GIVEN DATA >>

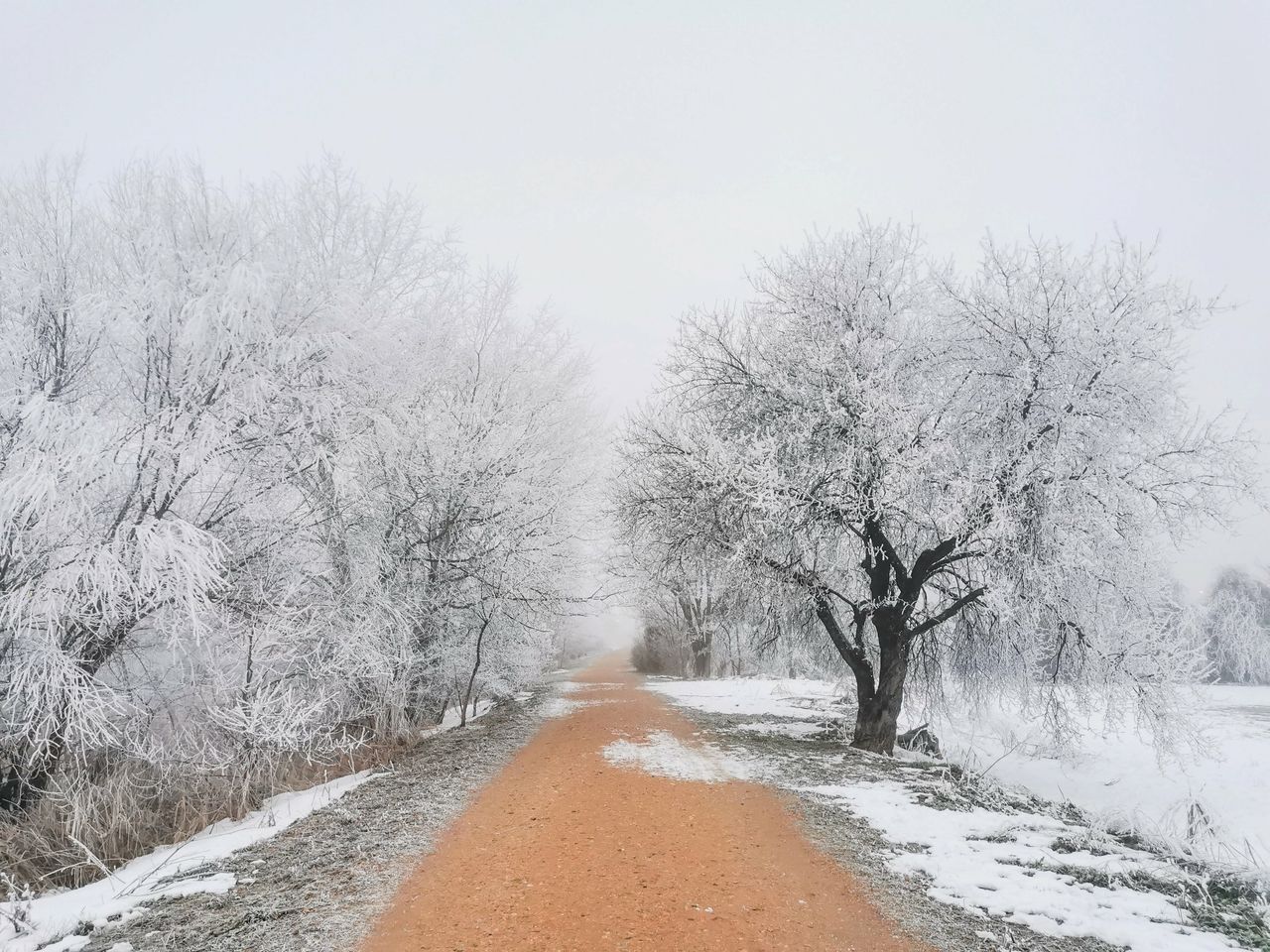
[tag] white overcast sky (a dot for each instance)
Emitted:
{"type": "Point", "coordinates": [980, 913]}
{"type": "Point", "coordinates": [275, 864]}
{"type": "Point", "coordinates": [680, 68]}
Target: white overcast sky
{"type": "Point", "coordinates": [630, 159]}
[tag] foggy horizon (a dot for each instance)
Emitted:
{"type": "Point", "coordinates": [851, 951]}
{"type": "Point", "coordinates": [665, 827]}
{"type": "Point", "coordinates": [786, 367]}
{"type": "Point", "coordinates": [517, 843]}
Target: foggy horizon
{"type": "Point", "coordinates": [631, 167]}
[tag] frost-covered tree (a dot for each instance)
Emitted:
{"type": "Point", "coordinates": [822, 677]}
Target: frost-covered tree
{"type": "Point", "coordinates": [1236, 629]}
{"type": "Point", "coordinates": [278, 472]}
{"type": "Point", "coordinates": [975, 476]}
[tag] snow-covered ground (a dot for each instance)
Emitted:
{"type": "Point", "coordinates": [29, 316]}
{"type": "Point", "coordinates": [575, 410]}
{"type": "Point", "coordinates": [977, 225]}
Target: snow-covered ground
{"type": "Point", "coordinates": [1017, 860]}
{"type": "Point", "coordinates": [167, 871]}
{"type": "Point", "coordinates": [804, 698]}
{"type": "Point", "coordinates": [1119, 777]}
{"type": "Point", "coordinates": [173, 870]}
{"type": "Point", "coordinates": [662, 754]}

AIM OF THE TASK >> Reproduce all of the items above line for line, leaving out the pictures.

SOLUTION FOR THIS TASK >>
[tag] white overcast sky (a dot for each instance)
Emitted:
{"type": "Point", "coordinates": [980, 913]}
{"type": "Point", "coordinates": [275, 864]}
{"type": "Point", "coordinates": [680, 68]}
Target: white overcast sky
{"type": "Point", "coordinates": [630, 159]}
[tag] foggy horizon (a dot for each instance)
Emitted:
{"type": "Point", "coordinates": [851, 951]}
{"type": "Point", "coordinates": [665, 827]}
{"type": "Point", "coordinates": [786, 367]}
{"type": "Point", "coordinates": [517, 843]}
Target: foggy horizon
{"type": "Point", "coordinates": [631, 167]}
[tag] frost-covered tree (a dot for each instance)
Emitted:
{"type": "Point", "coordinates": [822, 677]}
Target: frost-covered tree
{"type": "Point", "coordinates": [1236, 629]}
{"type": "Point", "coordinates": [278, 472]}
{"type": "Point", "coordinates": [975, 476]}
[tag] snow-covered ground (a dot for each instance)
Emitted:
{"type": "Point", "coordinates": [29, 316]}
{"type": "Point", "coordinates": [575, 410]}
{"type": "Point", "coordinates": [977, 225]}
Target: snow-covered ground
{"type": "Point", "coordinates": [1017, 860]}
{"type": "Point", "coordinates": [167, 871]}
{"type": "Point", "coordinates": [804, 698]}
{"type": "Point", "coordinates": [1119, 777]}
{"type": "Point", "coordinates": [173, 870]}
{"type": "Point", "coordinates": [662, 754]}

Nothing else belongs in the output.